[Point-based annotation data]
——

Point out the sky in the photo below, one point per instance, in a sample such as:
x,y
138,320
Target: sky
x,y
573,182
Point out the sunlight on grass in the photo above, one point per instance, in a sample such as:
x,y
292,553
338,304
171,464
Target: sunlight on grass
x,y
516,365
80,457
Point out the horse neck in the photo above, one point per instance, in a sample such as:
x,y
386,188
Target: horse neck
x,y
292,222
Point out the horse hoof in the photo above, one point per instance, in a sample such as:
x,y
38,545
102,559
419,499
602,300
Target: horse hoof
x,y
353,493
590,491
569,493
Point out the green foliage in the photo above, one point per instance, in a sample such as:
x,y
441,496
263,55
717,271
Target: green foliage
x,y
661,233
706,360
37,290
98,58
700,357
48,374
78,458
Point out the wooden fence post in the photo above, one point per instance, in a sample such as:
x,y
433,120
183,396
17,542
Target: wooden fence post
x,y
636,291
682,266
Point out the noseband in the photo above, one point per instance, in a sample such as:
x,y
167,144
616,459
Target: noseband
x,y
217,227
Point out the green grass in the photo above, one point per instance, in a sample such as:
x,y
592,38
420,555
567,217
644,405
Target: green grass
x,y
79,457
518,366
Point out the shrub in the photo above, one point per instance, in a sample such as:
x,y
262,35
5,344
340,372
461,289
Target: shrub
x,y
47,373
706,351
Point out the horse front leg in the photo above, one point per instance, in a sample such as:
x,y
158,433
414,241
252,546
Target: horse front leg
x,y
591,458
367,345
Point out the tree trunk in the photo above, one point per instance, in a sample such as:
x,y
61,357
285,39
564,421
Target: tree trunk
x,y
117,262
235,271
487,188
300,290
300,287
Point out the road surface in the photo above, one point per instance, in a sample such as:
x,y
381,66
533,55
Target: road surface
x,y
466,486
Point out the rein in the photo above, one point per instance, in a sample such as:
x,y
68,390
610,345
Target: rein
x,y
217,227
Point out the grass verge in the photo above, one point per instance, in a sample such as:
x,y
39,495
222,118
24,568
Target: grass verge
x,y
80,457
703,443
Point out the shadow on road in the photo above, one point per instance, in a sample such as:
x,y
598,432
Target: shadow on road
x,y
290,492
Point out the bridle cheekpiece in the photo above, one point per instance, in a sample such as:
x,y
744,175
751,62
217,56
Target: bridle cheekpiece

——

SHORT PROBLEM: Please restate the whole listing word for word.

TASK RESULT:
Point out the sky in the photo below, one point per instance, in a sample such as:
x,y
138,320
Target: sky
x,y
573,182
Point out the sunlight on grass in the photo above, one point per instance, in a sample such as:
x,y
292,553
338,304
171,464
Target: sunlight on grass
x,y
516,365
80,457
Point out the horse neck in the photo above, one point per instance, in a sample such as:
x,y
386,188
Target: horse neck
x,y
292,222
Point out the horse hoof in the photo above, one point per instance, in a sample such as:
x,y
38,545
102,559
419,499
602,300
Target: horse hoof
x,y
353,493
590,491
569,493
Point out the green foliage in the photo above, one point per instance, in a sample such as:
x,y
441,496
263,55
717,271
Target: green foliage
x,y
661,233
706,360
37,290
98,58
700,357
48,374
78,458
Point out the wooden fence post in the photo above, one point per instance, in a sample such as:
x,y
433,120
183,396
17,542
Target: wooden fence post
x,y
636,291
682,266
Point out the noseband in the photo above, one point per instance, in a sample such as:
x,y
167,144
616,459
Target: noseband
x,y
217,227
Point out the green grass in the photo above, one point per instance, in a sample such as:
x,y
592,38
420,555
567,217
644,405
Target: green grass
x,y
79,457
518,366
Point out the shrub in the photo above, one point per instance, in a sample such as:
x,y
262,35
5,344
340,372
461,289
Target: shrub
x,y
47,373
706,351
Point out the horse front leg in the photo above, one point per instance, in a sample such as:
x,y
158,433
414,241
252,546
Target: horse front leg
x,y
591,458
367,345
Point out the tree trunk in the photo above, one point per instance, in a sample such as:
x,y
61,357
285,39
564,421
Target: tree trunk
x,y
117,262
235,271
487,188
300,290
300,287
Point out the road surface in the photo above, one point per instance, in a sample such as:
x,y
381,66
533,55
Target: road surface
x,y
466,486
Point out the rein in the photo above, one point per instance, in a sample such as:
x,y
68,390
610,345
Target: rein
x,y
217,227
Point out the grass verge in the photo above, one point per instance, in a sample such as:
x,y
39,495
222,118
24,568
Target: grass verge
x,y
80,457
703,443
Point out the shadow on road in the photo above, one point per instance, in a sample such as:
x,y
598,432
Target: shadow on road
x,y
290,492
Point out the bridle cheekpiece in the photo above, one point per instance, in a sample such as:
x,y
744,175
751,62
217,56
Target: bridle cheekpiece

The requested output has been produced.